### Task details
Write out the listing below from the line containing "Target: curtain" to its last line, unaltered, ends included.

### Recorded information
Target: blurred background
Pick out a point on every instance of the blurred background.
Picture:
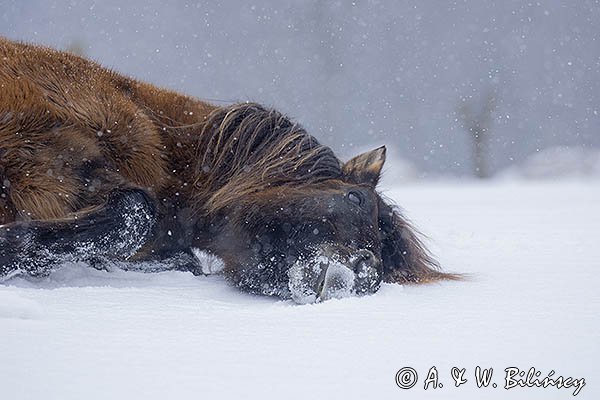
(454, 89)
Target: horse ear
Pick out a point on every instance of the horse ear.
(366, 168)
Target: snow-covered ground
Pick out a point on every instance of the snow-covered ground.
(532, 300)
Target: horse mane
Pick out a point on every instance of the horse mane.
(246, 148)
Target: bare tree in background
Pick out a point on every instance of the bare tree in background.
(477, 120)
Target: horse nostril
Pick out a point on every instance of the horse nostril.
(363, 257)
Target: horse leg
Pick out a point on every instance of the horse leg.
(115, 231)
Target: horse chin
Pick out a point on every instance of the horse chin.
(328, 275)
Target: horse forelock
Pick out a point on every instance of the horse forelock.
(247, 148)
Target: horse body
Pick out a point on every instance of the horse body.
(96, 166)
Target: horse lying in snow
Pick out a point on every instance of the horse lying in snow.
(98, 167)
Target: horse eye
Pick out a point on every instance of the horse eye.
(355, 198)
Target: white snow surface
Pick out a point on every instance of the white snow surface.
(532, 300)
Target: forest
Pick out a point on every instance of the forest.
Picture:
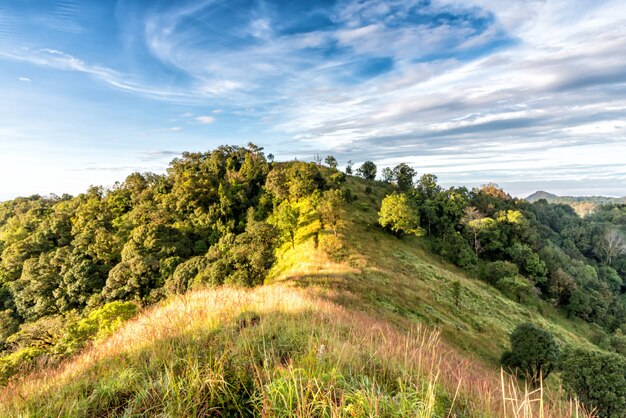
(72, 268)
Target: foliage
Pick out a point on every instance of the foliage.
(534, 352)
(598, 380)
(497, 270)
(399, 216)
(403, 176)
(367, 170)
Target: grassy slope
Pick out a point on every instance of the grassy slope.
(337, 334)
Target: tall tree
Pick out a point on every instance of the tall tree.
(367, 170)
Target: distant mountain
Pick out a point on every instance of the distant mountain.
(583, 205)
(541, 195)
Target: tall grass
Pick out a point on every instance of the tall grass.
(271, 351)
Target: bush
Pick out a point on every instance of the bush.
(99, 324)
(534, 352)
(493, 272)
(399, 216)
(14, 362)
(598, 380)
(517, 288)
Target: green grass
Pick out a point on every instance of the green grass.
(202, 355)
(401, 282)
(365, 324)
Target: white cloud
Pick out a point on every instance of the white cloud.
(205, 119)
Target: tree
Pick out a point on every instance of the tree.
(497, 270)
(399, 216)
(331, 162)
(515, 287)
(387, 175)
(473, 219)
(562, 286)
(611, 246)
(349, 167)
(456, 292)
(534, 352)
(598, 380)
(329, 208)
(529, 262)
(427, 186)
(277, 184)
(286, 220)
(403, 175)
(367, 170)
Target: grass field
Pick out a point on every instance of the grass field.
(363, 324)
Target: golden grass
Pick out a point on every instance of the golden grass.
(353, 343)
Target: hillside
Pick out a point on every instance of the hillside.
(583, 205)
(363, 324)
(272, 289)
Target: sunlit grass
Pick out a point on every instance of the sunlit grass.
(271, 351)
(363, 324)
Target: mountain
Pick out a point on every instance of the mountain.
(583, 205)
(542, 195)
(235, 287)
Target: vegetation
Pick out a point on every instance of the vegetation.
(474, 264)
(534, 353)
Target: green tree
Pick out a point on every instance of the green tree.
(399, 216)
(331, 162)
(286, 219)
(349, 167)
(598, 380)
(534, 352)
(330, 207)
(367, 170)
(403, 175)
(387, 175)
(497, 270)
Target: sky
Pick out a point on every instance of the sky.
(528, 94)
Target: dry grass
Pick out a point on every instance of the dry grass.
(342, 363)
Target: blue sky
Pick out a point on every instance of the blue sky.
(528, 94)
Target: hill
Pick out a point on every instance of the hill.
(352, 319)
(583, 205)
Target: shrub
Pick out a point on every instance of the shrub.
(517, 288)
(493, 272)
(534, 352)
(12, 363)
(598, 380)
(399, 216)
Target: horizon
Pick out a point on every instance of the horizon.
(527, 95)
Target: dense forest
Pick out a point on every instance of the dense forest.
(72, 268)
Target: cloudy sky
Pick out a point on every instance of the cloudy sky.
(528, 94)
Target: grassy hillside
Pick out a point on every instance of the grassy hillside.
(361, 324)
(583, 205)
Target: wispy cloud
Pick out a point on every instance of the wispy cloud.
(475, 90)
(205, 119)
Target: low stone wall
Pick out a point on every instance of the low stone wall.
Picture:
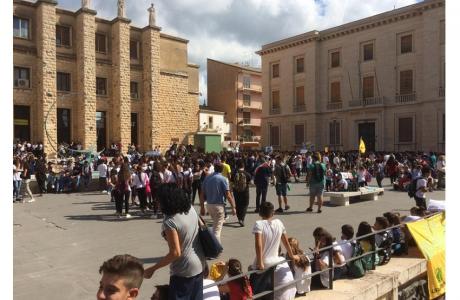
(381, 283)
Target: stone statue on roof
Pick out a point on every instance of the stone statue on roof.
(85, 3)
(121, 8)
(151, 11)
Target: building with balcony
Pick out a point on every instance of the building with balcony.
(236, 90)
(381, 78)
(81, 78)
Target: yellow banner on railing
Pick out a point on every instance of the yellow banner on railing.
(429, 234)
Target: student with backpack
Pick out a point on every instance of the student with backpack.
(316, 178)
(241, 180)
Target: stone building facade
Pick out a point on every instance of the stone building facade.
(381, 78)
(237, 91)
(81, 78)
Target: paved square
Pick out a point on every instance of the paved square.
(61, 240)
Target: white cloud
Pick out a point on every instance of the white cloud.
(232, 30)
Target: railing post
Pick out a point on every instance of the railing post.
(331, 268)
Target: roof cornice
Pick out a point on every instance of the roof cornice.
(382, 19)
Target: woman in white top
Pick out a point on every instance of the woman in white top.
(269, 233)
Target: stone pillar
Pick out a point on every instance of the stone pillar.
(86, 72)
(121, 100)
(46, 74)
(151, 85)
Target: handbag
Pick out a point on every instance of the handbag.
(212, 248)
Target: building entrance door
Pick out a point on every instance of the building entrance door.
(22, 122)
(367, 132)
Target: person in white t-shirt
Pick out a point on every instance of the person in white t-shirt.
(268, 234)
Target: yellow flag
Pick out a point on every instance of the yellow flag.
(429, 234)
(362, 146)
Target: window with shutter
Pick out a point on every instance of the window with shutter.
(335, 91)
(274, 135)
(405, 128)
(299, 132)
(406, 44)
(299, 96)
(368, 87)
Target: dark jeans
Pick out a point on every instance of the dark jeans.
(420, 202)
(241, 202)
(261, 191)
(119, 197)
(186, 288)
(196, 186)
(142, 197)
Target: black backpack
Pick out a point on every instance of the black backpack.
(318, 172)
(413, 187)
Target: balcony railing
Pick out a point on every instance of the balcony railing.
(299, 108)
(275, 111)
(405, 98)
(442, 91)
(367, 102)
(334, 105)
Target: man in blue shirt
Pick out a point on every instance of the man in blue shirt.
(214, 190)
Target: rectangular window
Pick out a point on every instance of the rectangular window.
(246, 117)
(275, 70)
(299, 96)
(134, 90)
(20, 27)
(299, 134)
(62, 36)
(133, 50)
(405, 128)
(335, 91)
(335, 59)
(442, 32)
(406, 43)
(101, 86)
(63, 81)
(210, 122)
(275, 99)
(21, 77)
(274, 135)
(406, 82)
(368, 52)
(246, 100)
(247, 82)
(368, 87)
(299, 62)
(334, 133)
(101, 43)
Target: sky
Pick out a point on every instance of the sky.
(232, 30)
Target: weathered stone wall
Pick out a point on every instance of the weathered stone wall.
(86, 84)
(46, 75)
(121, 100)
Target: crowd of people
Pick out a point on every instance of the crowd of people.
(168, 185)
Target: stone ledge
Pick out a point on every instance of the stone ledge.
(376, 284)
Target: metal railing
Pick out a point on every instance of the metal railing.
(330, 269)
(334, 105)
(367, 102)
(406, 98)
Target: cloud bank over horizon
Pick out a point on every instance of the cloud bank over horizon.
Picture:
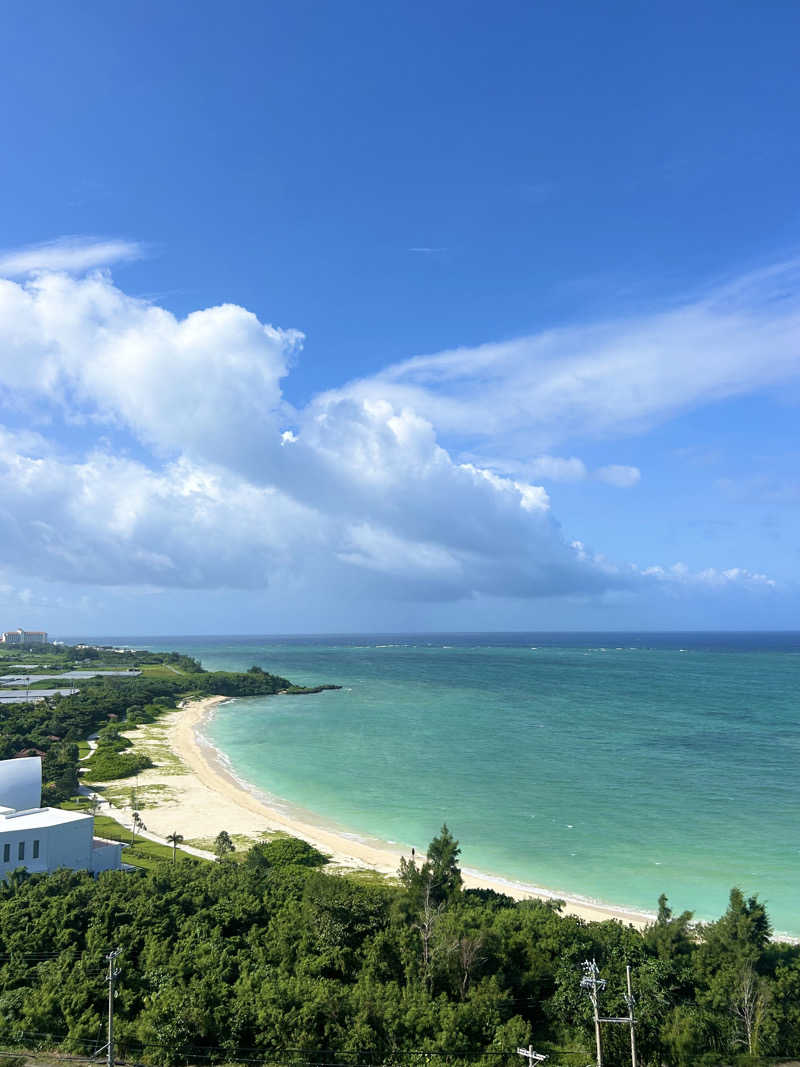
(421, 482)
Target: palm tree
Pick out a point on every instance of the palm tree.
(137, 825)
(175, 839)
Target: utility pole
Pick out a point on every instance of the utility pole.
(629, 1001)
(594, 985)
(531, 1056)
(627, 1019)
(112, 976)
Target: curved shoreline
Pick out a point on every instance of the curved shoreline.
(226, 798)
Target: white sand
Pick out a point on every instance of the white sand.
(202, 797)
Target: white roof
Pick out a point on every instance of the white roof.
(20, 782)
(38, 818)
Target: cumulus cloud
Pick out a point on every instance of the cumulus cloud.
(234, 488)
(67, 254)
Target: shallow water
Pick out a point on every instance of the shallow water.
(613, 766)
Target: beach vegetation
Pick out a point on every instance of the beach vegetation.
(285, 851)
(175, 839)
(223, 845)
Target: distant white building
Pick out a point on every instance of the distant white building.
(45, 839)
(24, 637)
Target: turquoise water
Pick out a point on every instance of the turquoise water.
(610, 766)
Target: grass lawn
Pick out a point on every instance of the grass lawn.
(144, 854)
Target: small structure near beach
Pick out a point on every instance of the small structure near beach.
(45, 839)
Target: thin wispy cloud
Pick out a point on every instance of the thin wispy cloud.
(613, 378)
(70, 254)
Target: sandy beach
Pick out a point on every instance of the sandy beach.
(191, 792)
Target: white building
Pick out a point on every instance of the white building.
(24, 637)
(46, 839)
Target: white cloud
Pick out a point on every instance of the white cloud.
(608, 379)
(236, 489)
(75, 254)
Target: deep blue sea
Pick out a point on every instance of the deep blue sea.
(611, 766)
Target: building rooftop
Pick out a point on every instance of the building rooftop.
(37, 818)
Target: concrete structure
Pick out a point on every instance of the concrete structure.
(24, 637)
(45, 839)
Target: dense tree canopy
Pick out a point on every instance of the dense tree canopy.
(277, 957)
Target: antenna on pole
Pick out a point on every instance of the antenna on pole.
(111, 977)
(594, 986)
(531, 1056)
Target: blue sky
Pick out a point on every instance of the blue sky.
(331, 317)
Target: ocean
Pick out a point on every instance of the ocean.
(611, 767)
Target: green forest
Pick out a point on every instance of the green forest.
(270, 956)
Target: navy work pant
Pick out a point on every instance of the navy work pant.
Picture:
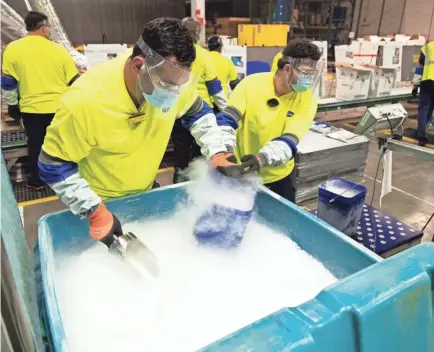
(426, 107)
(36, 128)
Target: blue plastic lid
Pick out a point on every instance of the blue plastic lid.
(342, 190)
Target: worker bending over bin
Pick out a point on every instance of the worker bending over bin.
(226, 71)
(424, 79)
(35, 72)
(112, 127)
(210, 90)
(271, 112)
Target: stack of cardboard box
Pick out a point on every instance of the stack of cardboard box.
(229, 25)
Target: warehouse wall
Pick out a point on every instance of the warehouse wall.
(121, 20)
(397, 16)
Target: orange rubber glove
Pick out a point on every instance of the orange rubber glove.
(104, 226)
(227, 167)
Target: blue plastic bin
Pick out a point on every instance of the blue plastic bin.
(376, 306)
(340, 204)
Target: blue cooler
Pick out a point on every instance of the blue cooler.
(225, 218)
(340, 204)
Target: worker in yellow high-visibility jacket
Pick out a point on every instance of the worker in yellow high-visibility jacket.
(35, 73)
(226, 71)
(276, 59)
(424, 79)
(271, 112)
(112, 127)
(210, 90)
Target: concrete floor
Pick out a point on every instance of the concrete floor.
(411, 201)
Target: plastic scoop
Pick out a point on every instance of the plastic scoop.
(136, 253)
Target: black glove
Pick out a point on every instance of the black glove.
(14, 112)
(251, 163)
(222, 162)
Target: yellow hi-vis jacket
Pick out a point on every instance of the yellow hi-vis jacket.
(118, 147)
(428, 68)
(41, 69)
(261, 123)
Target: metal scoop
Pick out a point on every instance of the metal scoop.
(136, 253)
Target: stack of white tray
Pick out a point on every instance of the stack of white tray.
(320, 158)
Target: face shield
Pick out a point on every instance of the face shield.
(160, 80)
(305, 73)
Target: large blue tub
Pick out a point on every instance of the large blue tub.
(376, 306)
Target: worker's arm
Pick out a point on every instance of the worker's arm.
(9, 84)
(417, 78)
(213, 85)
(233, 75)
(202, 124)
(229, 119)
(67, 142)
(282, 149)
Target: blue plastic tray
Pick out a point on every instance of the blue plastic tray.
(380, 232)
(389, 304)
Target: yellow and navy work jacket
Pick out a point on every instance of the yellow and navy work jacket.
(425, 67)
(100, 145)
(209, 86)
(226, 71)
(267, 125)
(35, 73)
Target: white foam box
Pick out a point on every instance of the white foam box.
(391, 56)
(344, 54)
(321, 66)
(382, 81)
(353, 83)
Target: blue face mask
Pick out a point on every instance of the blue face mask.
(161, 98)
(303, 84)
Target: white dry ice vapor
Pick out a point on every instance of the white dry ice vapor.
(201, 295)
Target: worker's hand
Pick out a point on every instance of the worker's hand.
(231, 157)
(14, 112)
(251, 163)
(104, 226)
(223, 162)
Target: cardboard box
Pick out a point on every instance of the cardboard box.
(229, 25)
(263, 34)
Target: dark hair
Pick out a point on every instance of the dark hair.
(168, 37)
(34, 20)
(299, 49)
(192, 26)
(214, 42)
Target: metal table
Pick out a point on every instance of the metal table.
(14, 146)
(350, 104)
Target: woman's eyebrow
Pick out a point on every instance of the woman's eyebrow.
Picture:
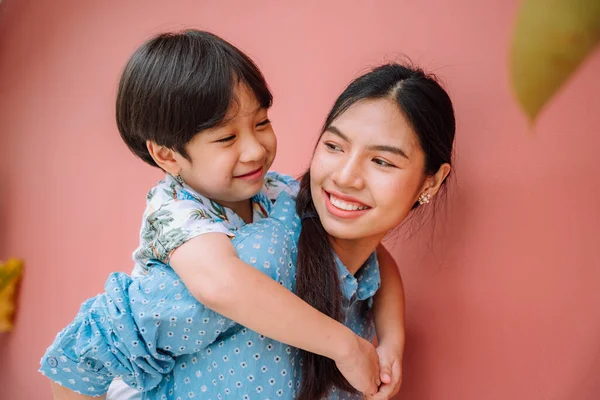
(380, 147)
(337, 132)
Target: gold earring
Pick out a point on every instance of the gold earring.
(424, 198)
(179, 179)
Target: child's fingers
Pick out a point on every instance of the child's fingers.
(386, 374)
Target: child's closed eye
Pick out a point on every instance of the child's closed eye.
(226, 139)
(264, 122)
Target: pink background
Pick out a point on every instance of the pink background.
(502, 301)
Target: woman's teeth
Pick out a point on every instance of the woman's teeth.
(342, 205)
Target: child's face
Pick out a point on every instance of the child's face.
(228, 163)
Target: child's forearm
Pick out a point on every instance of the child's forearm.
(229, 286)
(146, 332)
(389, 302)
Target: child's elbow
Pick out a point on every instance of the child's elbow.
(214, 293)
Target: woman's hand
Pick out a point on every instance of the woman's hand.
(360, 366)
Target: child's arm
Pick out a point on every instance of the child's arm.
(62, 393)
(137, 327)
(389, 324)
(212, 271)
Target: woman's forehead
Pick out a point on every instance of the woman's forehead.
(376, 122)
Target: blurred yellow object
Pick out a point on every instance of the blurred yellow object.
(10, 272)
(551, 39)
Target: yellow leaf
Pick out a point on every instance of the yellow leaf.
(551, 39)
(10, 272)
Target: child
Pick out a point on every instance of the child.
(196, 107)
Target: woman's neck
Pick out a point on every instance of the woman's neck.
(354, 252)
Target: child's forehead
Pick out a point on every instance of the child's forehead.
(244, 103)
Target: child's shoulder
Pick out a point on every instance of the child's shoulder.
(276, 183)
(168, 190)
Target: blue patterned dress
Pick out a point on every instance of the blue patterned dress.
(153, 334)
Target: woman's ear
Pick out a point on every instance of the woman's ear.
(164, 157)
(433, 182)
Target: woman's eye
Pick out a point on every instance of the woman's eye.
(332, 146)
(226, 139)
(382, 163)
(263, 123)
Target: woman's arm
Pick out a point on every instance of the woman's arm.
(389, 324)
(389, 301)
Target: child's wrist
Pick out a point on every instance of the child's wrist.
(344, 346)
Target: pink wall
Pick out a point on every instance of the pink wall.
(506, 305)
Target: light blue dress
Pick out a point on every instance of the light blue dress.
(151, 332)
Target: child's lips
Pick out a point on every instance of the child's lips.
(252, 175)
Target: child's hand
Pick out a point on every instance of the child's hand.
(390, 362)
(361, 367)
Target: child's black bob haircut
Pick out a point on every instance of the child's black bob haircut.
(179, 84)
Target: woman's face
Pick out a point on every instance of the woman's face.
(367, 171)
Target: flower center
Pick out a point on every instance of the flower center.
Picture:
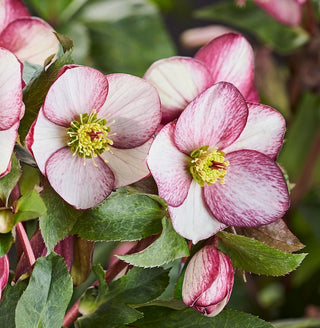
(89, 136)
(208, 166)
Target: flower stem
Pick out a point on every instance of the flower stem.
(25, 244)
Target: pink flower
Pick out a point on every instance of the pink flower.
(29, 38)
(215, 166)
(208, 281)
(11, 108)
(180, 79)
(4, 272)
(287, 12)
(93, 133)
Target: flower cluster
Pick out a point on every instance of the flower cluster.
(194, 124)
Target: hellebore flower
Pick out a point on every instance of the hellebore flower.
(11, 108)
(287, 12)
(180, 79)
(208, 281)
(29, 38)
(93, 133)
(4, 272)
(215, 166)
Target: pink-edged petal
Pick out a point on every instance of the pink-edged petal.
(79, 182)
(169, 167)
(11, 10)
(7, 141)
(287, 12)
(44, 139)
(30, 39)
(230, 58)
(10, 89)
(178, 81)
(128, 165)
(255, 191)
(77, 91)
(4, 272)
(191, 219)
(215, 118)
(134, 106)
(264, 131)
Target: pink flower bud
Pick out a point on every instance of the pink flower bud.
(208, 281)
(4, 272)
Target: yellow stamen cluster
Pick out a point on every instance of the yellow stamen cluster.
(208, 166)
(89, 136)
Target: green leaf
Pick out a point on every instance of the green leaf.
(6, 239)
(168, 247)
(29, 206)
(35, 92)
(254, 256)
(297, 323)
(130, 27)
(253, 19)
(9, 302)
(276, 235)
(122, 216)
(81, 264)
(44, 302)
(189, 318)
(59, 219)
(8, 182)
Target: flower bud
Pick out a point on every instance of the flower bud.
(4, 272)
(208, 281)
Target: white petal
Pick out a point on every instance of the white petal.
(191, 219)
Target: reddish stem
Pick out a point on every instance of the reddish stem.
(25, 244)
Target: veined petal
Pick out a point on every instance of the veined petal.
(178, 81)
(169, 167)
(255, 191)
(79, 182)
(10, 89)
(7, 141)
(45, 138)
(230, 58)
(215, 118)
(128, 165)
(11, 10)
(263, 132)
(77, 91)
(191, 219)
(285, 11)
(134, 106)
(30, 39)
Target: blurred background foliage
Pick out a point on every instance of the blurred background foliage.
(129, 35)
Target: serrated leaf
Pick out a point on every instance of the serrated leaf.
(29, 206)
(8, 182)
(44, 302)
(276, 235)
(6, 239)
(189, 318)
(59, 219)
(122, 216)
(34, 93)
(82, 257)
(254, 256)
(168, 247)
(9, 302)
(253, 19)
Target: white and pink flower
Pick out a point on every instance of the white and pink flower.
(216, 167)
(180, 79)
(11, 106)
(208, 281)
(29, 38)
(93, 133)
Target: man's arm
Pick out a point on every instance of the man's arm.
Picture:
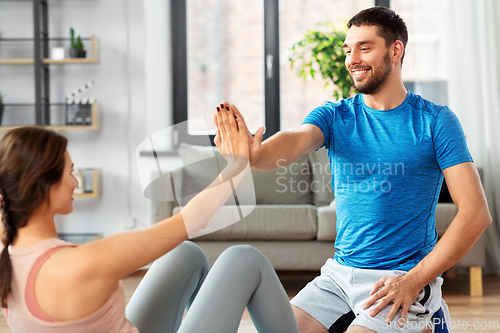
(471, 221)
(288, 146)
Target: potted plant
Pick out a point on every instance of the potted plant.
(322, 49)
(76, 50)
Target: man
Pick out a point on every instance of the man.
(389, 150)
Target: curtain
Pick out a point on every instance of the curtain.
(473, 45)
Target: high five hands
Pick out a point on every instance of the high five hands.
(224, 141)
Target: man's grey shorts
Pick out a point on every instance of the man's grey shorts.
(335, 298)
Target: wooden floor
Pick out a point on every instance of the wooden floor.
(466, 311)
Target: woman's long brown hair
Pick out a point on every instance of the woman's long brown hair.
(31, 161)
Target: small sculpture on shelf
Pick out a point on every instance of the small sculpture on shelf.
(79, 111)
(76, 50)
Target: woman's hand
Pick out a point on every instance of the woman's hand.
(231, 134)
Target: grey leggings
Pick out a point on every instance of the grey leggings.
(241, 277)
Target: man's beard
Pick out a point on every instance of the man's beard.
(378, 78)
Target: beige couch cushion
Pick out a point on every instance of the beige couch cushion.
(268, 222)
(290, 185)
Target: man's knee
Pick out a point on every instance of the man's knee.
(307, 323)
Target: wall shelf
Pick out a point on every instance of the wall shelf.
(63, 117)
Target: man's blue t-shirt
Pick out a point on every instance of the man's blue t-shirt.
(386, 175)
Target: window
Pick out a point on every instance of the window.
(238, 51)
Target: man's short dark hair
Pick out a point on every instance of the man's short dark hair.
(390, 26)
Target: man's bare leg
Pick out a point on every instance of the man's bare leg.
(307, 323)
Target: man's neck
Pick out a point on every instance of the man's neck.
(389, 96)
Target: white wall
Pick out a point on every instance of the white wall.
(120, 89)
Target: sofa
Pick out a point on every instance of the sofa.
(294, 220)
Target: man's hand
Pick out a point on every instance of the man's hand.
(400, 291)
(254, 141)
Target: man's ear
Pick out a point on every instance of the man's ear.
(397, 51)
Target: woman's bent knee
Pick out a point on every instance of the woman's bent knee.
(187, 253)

### Answer to the task
Target: curtain
Pick out a point on every instance of the curtain.
(473, 45)
Target: high five hands
Pick out a point on every instance of the high five hands.
(224, 141)
Target: man's grey shorts
Pick out a point on every instance of the man's grey shorts.
(335, 298)
Target: wooden floor
Pick out a point on every instance of the wooden floor.
(466, 311)
Target: woman's long brown hair
Pick out a point on every instance of the woman's long brown hair.
(31, 161)
Target: small sculpture on shelf
Pick out a point on every instance of the small sculpture on shelf.
(79, 111)
(76, 50)
Target: woman's hand
Pick out a point on every instance of the woman's hand.
(231, 134)
Target: grey leggings
Pick out a point on every instance of the grey leggings.
(241, 277)
Target: man's beard
Pick out a point on every instance of the man's beard.
(378, 78)
Target: beige couch cushion
Pick out a point on every instance of the beige couch cushion.
(268, 222)
(290, 185)
Target: man's knee
Pick out a point on every instance of the man's knee.
(307, 323)
Target: wall shelf
Pick out a point on every instance of the wall shelf.
(63, 117)
Target: man's blue t-shirt
Pick out a point on every instance of the man's blue t-shirt.
(386, 175)
Target: window
Pick out a point on every instance of the window.
(238, 51)
Target: man's short dark hair
Pick out a point on every instance of the man's short dark hair.
(390, 26)
Target: man's bare leg
Pick out a point on every instance of the man's bare leg.
(307, 323)
Target: man's neck
Pick out a point on every instance of the man's neck.
(389, 96)
Target: white wall
Pick out a point on every instance of the white wall.
(120, 89)
Target: sofa
Pick out a point on every instance of the sofa.
(294, 220)
Target: man's hand
Pick out a point on every instance of the man's hand.
(400, 291)
(254, 141)
Target: man's ear
Pick out a point on every instance of the man's ear.
(397, 51)
Target: woman's bent knee
Pick out a point on every instance of the woman's bent knee.
(187, 253)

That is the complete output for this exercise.